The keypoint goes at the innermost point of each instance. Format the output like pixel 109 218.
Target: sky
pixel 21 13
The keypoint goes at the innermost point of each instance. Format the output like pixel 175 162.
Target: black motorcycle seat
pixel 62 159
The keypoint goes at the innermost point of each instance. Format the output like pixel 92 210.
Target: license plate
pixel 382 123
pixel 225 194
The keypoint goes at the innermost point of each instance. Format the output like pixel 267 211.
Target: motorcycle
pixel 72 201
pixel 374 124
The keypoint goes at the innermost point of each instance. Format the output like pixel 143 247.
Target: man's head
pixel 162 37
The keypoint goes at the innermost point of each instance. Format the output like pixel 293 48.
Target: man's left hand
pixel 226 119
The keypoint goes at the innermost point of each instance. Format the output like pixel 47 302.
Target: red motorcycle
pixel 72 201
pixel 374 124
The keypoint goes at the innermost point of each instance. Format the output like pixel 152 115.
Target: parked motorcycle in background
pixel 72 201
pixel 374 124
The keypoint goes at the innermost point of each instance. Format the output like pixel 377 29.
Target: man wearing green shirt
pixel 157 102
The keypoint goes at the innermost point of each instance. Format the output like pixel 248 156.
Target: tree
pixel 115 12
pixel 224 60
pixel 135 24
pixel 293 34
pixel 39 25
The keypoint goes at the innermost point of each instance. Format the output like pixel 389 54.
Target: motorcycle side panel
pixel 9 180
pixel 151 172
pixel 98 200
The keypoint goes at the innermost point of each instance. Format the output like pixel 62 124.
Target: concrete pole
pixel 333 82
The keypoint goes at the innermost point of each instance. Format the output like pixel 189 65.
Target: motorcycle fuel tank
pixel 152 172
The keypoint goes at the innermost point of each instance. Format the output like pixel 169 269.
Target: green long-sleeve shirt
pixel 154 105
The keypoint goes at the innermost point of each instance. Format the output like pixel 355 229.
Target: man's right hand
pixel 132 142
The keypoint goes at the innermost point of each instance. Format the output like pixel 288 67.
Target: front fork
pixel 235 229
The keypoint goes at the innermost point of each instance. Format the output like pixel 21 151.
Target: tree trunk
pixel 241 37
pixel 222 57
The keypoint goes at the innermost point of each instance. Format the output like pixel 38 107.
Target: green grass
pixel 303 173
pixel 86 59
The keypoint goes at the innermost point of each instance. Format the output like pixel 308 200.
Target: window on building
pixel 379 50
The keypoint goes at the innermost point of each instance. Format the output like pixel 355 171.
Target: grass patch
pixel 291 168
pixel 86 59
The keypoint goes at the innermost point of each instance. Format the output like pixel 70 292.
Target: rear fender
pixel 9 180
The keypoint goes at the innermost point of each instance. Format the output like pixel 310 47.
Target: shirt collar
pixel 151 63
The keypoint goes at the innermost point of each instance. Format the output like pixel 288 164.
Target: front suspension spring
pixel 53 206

**Work to do:** Lay out the listing as a numbered list, from its first line up to and including the line with "pixel 62 159", leaving out blank lines.

**Solution:**
1. The keypoint goes at the innermost point of each instance. Format the output like pixel 109 218.
2. Target: sky
3. pixel 21 13
4. The keypoint goes at the innermost point of each instance. Format the output like pixel 175 162.
5. Target: black motorcycle seat
6. pixel 62 159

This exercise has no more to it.